## Material provided:
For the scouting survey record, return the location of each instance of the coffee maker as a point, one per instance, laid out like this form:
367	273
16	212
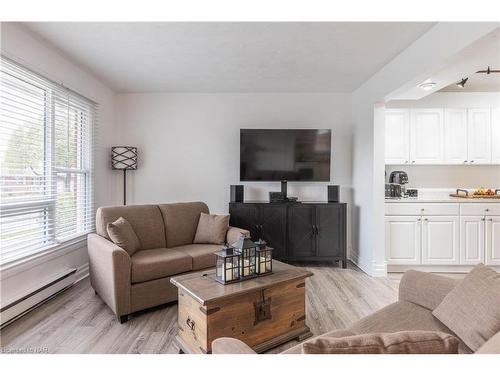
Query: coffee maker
400	178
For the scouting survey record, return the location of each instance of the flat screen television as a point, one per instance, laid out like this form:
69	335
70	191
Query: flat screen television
285	154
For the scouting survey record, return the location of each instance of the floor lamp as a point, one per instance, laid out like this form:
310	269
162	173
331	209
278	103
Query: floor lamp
124	158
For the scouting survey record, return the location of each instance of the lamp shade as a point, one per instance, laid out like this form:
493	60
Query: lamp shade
124	157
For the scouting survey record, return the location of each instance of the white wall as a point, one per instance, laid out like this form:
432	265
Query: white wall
189	143
19	44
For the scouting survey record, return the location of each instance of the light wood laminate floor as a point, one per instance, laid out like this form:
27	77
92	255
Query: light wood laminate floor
77	321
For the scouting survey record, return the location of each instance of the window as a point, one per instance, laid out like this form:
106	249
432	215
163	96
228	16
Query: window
46	180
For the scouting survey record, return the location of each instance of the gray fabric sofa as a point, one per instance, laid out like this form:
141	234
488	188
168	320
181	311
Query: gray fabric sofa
419	294
166	231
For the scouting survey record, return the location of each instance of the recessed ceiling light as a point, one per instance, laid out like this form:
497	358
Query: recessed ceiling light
427	85
462	82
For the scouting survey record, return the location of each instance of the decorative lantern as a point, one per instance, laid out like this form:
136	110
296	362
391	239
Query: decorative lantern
227	265
264	258
248	257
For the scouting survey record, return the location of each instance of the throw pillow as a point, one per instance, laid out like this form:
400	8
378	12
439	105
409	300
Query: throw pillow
404	342
212	229
472	309
122	234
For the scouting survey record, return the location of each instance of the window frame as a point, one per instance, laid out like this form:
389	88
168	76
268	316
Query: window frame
48	200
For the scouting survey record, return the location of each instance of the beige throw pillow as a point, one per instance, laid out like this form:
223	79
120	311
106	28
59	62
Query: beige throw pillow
212	229
472	309
404	342
122	234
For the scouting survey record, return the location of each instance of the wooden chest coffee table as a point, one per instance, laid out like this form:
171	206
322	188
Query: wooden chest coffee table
263	312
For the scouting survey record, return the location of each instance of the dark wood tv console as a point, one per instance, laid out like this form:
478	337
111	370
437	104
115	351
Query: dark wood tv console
307	231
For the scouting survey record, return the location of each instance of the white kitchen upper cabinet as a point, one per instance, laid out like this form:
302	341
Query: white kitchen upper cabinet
479	136
455	136
426	136
403	239
397	136
440	240
493	240
472	239
495	135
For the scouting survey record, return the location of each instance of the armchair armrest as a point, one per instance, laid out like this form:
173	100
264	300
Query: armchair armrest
424	289
228	345
110	268
234	233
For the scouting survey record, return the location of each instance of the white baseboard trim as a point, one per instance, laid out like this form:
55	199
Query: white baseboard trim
82	272
372	269
437	268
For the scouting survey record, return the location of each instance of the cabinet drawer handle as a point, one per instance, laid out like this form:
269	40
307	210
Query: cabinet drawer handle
190	323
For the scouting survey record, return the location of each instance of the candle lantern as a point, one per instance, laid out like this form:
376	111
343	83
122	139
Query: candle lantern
227	269
248	257
264	258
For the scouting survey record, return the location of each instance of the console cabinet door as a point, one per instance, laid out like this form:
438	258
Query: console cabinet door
426	136
245	216
440	240
273	227
493	240
397	136
330	238
455	136
403	239
301	236
479	136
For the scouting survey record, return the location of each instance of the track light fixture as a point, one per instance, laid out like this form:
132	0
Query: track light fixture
488	71
462	82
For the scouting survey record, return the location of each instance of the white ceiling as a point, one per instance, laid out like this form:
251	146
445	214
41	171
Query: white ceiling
232	57
479	82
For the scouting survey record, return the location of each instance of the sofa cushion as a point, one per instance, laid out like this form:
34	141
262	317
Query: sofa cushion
402	316
145	219
297	349
472	309
181	221
405	342
121	233
202	255
157	263
212	229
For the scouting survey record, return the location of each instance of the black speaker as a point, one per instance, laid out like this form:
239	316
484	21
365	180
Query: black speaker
333	193
236	193
284	189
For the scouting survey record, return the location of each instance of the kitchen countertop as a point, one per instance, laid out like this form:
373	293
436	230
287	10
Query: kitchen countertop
442	200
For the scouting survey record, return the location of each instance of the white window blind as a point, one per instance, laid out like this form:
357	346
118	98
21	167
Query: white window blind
46	156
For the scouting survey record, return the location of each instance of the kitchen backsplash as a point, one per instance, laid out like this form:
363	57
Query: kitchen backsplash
448	176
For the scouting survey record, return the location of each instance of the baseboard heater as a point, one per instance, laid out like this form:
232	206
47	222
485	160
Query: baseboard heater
21	306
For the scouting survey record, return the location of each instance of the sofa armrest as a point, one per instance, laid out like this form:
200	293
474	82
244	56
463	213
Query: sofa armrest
492	346
424	289
110	268
228	345
234	233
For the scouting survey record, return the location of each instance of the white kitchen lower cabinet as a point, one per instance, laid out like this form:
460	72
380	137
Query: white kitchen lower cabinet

## Action item:
Although the records contain pictures, return only their text, exactly as written.

## Exercise answer:
For the scouting survey record, return the location of each instance of the coffee maker as a point, one per instance, laid out like this form:
367	273
16	212
Query: coffee maker
400	178
For the scouting survey record, return the location of each instance of the flat screen television as a point, one per instance, laid out like this form:
69	335
70	191
Query: flat screen television
285	154
For the scouting survey record, return the location of each instance of the floor lamp as a point, one per instance, laid out like this form:
310	269
162	173
331	209
278	103
Query: floor lamp
124	158
For the scouting survey record, return the location of each instance of the lamp shade as a point, one per instance, laid out like this form:
493	60
Query: lamp shade
124	157
For the scouting survey record, return the location of each instance of the white wall as a point, one per instance, laid out like this form:
432	265
Query: white wall
189	143
19	44
For the scouting survey record, return the location of each instance of the light wood laminate floor as a point, one per instance, laid out like this form:
27	77
92	255
Query: light wood laminate floor
77	321
For the scouting survey record, return the location of each instance of the window as a point, one per instance, laid out like this form:
106	249
432	215
163	96
228	16
Query: window
46	180
For the scouting survey record, return the location of each instance of the gray fabric sofa as a point, one per instance, laid out like this form:
141	234
488	188
168	320
181	311
Query: gray fabric sofa
419	294
166	231
For the scouting survey record, return the location of each instance of the recessed ceiling light as a point, one per instance, laid out like this form:
497	358
Query: recessed ceiling light
427	85
462	82
For the scouting survey record, return the location of each instance of the decorative lantern as a point, one per instance, laid out like this form:
136	110
296	362
391	239
Query: decorative lantern
227	265
264	258
248	257
For the scouting survey record, return the location of each instance of the throw pillow as a point, one per instance, laid out like this form:
400	8
378	12
439	105
409	300
Query: throw pillow
404	342
212	229
472	309
122	234
For the scouting survey record, return the location of each instance of the window frame as a point, one per instance, laid out like this form:
389	88
168	76
268	316
Query: window frame
48	200
For the scouting survey record, return the location of each instance of the beige throw pillow as a point, one per instance, laid out like this form:
223	79
120	311
106	28
59	62
Query: beige throw pillow
212	229
472	309
404	342
122	234
For the scouting survey record, return the location of each instance of the wooden chest coffee table as a point, one per instance, laid out like this form:
171	206
322	188
Query: wooden chest coffee table
263	312
For the scouting survey record, return the location of each instance of the dark wood tv console as a point, one per instance, laid out like this form:
478	337
111	370
437	104
115	351
Query: dark wood tv console
307	231
For the scouting survey record, return the location of each instance of the white kitchen upper cabinet as a point, one per instance, laid out like this form:
302	341
Query: white kitchen upper cabinet
479	136
455	136
426	136
403	239
397	136
440	240
493	240
472	239
495	135
For the scouting survey record, return the location of each instance of the armchair armrest as a point, one per instance, laid out like this form:
173	100
264	300
Query: armchair armrest
424	289
228	345
110	268
234	233
For the scouting survey record, return the location of each instance of the white baseboard trim as a point, one per instance, laid out like this form:
55	199
Query: white baseboard trim
82	272
372	269
437	268
For the scouting survey record, return the location of each instance of the cabinet drawer handle as a point, one per instance, laid out like this form:
269	40
307	210
Query: cabinet drawer handle
190	323
For the scouting survey record, return the location of each instance of the candle lantern as a point, one per instance, laid out like this form:
376	111
343	83
122	139
Query: candle lantern
227	269
248	257
264	258
For the scouting survey record, return the location of each instance of the console cabinet door as a point, one per instance, laid out like this form:
438	258
Query: console cabinet door
426	136
245	216
440	240
273	227
493	240
397	136
330	238
455	136
403	239
301	236
479	136
For the scouting survey record, return the location of each instance of the track light fixture as a point, one per instance, laid out like this form:
132	0
Query: track light fixture
488	71
462	82
For the scouting survey record, return the location of each instance of the white ceiling as a point, one per instance, laid out like this form:
251	146
445	214
41	171
Query: white ceiling
232	57
479	82
For the scouting survey record, return the location of each instance of the sofa cushion as a point, one per instance, laid out like this form:
34	141
262	317
Query: sofa cushion
402	316
145	219
297	349
472	309
181	221
405	342
121	233
202	255
157	263
212	229
For the scouting survey record, return the location of each instance of the black speaker as a point, one per instance, laid out like this form:
239	316
484	21
365	180
Query: black speaker
333	193
236	193
284	189
For the scouting survey record, return the location of each instance of the kitchen countertop as a point, one per instance, laid out like this form:
373	293
436	230
287	10
Query: kitchen countertop
442	200
For the scouting survey record, return the location of each instance of the white window blind as a point, one per instance, laid out like this form:
357	346
118	98
21	167
Query: white window blind
46	156
For the scouting survey record, return the location of each instance of the kitchen backsplash as a point, one per instance, laid out like this form:
363	57
Query: kitchen backsplash
448	176
For the scouting survey record, return the location of each instance of the baseboard heater as a point, one per instance, laid out like this form:
232	206
47	222
485	160
Query: baseboard heater
21	306
For the scouting survey record, return the location of each instance of the sofa armrest as a point, one per instance, laid out like this form:
200	293
474	82
244	56
463	213
Query: sofa armrest
492	346
424	289
110	268
228	345
234	233
For the scouting survey record, return the location of each instance of the white kitchen lower cabinet as a point, one per instance, laid out like this form:
460	72
380	137
Query: white kitchen lower cabinet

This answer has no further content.